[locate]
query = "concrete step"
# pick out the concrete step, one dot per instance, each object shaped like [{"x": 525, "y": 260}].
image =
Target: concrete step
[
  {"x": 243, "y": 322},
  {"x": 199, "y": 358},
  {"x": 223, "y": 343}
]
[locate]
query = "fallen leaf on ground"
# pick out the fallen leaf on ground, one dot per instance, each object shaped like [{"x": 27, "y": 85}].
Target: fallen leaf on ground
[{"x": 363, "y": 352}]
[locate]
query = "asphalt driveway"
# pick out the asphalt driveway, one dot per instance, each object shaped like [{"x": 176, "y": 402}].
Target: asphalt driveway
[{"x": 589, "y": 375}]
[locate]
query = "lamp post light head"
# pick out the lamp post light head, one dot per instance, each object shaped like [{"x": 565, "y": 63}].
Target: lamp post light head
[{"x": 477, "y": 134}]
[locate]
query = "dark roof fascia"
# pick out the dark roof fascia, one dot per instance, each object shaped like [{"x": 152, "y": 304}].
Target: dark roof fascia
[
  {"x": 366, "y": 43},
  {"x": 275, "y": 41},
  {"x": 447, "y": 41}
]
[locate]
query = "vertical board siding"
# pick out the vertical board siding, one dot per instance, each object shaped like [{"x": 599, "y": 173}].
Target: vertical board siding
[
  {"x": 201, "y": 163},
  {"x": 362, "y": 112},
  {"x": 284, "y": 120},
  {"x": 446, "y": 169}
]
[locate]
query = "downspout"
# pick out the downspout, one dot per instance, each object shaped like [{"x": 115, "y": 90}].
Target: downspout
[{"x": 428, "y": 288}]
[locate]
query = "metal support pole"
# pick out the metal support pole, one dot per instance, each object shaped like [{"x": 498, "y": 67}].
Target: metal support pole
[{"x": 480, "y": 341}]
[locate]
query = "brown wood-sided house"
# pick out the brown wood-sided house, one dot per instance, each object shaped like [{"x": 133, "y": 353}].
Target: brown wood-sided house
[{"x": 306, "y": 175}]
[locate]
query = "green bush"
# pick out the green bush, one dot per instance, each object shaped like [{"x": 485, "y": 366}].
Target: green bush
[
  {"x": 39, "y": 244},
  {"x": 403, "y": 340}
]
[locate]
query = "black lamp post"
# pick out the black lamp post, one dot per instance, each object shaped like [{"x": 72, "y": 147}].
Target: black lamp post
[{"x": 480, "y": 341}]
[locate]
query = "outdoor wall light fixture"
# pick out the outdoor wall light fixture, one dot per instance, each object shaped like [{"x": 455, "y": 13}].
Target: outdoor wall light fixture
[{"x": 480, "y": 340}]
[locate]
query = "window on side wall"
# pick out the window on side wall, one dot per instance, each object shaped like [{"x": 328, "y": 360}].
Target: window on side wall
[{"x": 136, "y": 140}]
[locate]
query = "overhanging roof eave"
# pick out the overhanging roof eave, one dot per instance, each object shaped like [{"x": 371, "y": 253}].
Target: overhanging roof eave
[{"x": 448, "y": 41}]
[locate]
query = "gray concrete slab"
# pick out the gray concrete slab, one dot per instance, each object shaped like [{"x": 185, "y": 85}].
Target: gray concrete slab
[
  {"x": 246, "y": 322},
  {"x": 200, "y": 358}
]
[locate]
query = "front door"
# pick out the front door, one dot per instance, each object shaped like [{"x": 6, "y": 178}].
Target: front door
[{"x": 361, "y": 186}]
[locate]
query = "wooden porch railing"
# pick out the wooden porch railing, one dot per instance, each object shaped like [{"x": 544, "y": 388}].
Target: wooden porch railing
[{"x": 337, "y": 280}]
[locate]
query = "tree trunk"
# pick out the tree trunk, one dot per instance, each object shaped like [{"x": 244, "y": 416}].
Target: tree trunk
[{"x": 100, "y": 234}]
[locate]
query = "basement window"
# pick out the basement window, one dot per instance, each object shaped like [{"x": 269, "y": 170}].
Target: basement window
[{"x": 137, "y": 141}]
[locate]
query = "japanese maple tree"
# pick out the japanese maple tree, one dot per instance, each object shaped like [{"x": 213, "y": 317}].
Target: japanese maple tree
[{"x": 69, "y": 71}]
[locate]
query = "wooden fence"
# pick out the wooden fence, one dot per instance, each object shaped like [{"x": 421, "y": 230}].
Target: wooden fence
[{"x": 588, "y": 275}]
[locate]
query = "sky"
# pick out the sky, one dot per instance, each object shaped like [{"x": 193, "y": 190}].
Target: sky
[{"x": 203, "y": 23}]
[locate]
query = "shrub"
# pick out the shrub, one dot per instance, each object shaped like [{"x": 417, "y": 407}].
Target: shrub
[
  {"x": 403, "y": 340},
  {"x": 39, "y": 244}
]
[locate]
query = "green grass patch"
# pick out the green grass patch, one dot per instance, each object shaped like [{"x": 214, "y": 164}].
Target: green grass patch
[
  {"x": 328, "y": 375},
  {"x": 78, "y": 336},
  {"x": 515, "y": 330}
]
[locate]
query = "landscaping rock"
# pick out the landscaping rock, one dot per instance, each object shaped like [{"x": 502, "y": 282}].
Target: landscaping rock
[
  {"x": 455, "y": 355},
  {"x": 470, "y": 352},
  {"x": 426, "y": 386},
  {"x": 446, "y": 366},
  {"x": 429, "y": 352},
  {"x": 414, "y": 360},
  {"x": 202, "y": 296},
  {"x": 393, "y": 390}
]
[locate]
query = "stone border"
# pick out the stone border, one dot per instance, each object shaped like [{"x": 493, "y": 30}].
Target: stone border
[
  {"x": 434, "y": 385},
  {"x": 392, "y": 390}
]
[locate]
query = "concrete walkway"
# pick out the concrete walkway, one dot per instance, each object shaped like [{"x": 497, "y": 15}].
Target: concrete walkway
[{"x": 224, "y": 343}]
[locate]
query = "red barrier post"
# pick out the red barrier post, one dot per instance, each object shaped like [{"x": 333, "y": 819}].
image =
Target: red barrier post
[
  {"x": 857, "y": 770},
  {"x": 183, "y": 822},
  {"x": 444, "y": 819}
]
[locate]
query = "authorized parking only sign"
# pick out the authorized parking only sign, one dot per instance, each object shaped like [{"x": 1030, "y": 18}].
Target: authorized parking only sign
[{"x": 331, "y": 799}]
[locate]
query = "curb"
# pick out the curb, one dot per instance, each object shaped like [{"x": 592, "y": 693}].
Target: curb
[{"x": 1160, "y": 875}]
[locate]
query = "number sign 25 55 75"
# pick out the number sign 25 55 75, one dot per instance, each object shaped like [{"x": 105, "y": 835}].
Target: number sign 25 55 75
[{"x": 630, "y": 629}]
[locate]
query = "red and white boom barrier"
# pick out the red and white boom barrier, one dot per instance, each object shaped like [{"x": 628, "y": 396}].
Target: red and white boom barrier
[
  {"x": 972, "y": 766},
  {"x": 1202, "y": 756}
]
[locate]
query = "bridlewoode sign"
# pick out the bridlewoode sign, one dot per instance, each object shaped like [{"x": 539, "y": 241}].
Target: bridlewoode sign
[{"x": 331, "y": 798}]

● Your objective
Write every entry out again exactly.

● Exercise answer
[locate]
query = "concrete step"
# pick out the concrete step, one dot per instance, each object shaped like [{"x": 525, "y": 260}].
image =
Target: concrete step
[
  {"x": 243, "y": 322},
  {"x": 199, "y": 358},
  {"x": 223, "y": 343}
]
[locate]
query = "fallen leaf on ground"
# pick out the fallen leaf on ground, one dot per instance, each object shaped like [{"x": 27, "y": 85}].
Target: fallen leaf on ground
[{"x": 363, "y": 352}]
[locate]
query = "asphalt driveway"
# pick out the asphalt driveway, one dot per instance, each object shaped like [{"x": 176, "y": 402}].
Target: asphalt driveway
[{"x": 589, "y": 375}]
[locate]
query = "lamp post light head"
# pick out the lamp post light head, one dot per instance, each object shaped like [{"x": 565, "y": 63}].
Target: lamp post light head
[{"x": 477, "y": 134}]
[locate]
query = "dark roof fascia"
# pick out the dark roof fascia, one dot per instance, each object shaped like [{"x": 152, "y": 304}].
Target: dark roof fascia
[
  {"x": 366, "y": 43},
  {"x": 275, "y": 41},
  {"x": 447, "y": 41}
]
[locate]
query = "vertical board siding"
# pick out the vertical board siding, one dot per instance, each object shaped like [{"x": 599, "y": 173}].
Target: vertical board siding
[
  {"x": 201, "y": 163},
  {"x": 362, "y": 112},
  {"x": 284, "y": 120},
  {"x": 446, "y": 169}
]
[locate]
query = "downspout"
# pick out the downspout, one dot per instance, each object shaped like [{"x": 115, "y": 90}].
Target: downspout
[{"x": 428, "y": 288}]
[locate]
query = "metal support pole"
# pick out the metal support pole, one dot per instance, each object shaped like [{"x": 498, "y": 67}].
Target: metal support pole
[{"x": 480, "y": 341}]
[locate]
query = "brown wood-sided house"
# pick out the brown wood-sided house, one dot per instance, each object shaped like [{"x": 133, "y": 353}].
Target: brown wood-sided house
[{"x": 306, "y": 175}]
[locate]
query = "green bush"
# pick out the green bush, one dot per instance, each object shaped like [{"x": 485, "y": 366}].
Target: green bush
[
  {"x": 39, "y": 244},
  {"x": 403, "y": 340}
]
[locate]
query = "black lamp post"
# pick out the black lamp post, one dot per instance, each object shaped like [{"x": 72, "y": 147}].
Target: black lamp post
[{"x": 480, "y": 341}]
[locate]
query = "outdoor wall light fixture"
# pick out the outdoor wall light fixture, one dot per instance, each object shaped like [{"x": 455, "y": 13}].
Target: outdoor wall light fixture
[{"x": 480, "y": 340}]
[locate]
query = "window on side wall"
# pick out the window on side wall, one dot per instance, each object shaped like [{"x": 328, "y": 360}].
Target: window on side wall
[{"x": 136, "y": 140}]
[locate]
query = "overhanging roof eave"
# pick out the overhanging roof eave, one dot per instance, each object shaped like [{"x": 371, "y": 253}].
Target: overhanging roof eave
[{"x": 448, "y": 41}]
[locate]
query = "gray concrete slab"
# pick out the gray concrete slab, one dot per instance, each object shaped like [{"x": 185, "y": 85}].
Target: gray concrete slab
[
  {"x": 246, "y": 322},
  {"x": 200, "y": 358}
]
[locate]
query = "front door"
# pick out the front door, one dot per instance, each object shaped like [{"x": 6, "y": 178}].
Target: front door
[{"x": 361, "y": 186}]
[locate]
query = "wooden porch railing"
# pick out the wooden porch railing, one dot per instance, each object shaped like [{"x": 544, "y": 388}].
Target: wooden porch railing
[{"x": 337, "y": 280}]
[locate]
query = "tree trunk"
# pick out the tree trunk, one dot per instance, each object shaped like [{"x": 244, "y": 416}].
Target: tree trunk
[{"x": 100, "y": 234}]
[locate]
query = "basement window"
# pick out the basement window, one dot per instance, each object shaped like [{"x": 269, "y": 170}].
Target: basement window
[{"x": 137, "y": 141}]
[locate]
query = "japanese maple tree"
# pick out the japanese maple tree, one dot per instance, each object shaped like [{"x": 213, "y": 317}].
Target: japanese maple tree
[{"x": 69, "y": 71}]
[locate]
query = "wooden fence"
# pick out the wooden fence, one dot per instance, each object shaped like [{"x": 421, "y": 230}].
Target: wooden fence
[{"x": 588, "y": 275}]
[locate]
query = "sky"
# pick out the sky, one dot per instance, each object shaped like [{"x": 193, "y": 190}].
Target: sky
[{"x": 203, "y": 23}]
[locate]
query = "shrub"
# pick out the shrub, one dot per instance, each object shaped like [{"x": 417, "y": 407}].
Target: shrub
[
  {"x": 403, "y": 340},
  {"x": 39, "y": 244}
]
[locate]
query = "green grass patch"
# pick out the green grass patch, one dot per instance, each object shaped like [{"x": 214, "y": 164}].
Target: green grass patch
[
  {"x": 328, "y": 375},
  {"x": 78, "y": 336},
  {"x": 515, "y": 330}
]
[locate]
query = "landscaping rock"
# pick out the landscaping rock, one dot per instance, each object shaped like [{"x": 502, "y": 282}].
Target: landscaping rock
[
  {"x": 455, "y": 355},
  {"x": 470, "y": 352},
  {"x": 426, "y": 386},
  {"x": 446, "y": 366},
  {"x": 429, "y": 352},
  {"x": 414, "y": 360},
  {"x": 202, "y": 296},
  {"x": 393, "y": 390}
]
[locate]
query = "stone border"
# pick out the stone border, one dot per instance, each object shaped like [{"x": 493, "y": 30}].
Target: stone border
[
  {"x": 434, "y": 385},
  {"x": 392, "y": 390}
]
[locate]
query = "concrete walkway"
# pick out the concrete walkway, one dot per instance, each object shaped like [{"x": 497, "y": 15}].
Target: concrete walkway
[{"x": 224, "y": 343}]
[locate]
query = "red barrier post"
# pick out the red barrier post, one dot per instance, each object shaped like [{"x": 333, "y": 819}].
image =
Target: red barrier post
[
  {"x": 857, "y": 770},
  {"x": 183, "y": 822},
  {"x": 444, "y": 819}
]
[locate]
query = "authorized parking only sign"
# pick out the authorized parking only sign, one dot per instance, each object shaped like [{"x": 1030, "y": 18}].
Target: authorized parking only sign
[{"x": 331, "y": 799}]
[locate]
query = "curb"
# pick out the curb, one dot per instance, each object shaped like [{"x": 592, "y": 693}].
Target: curb
[{"x": 1160, "y": 875}]
[locate]
query = "number sign 25 55 75"
# pick out the number sign 25 55 75, one dot per instance, each object shaped like [{"x": 105, "y": 835}].
Target: number sign 25 55 75
[{"x": 630, "y": 629}]
[locate]
query = "red and white boom barrier"
# pick out the red and white boom barrier, one dot per instance, each object shaped like [{"x": 628, "y": 396}].
Target: red and white boom barrier
[
  {"x": 972, "y": 766},
  {"x": 1202, "y": 756}
]
[locate]
query = "bridlewoode sign"
# pick out the bridlewoode sign, one dot per instance, each object shaped like [{"x": 539, "y": 241}].
Target: bridlewoode sign
[{"x": 331, "y": 798}]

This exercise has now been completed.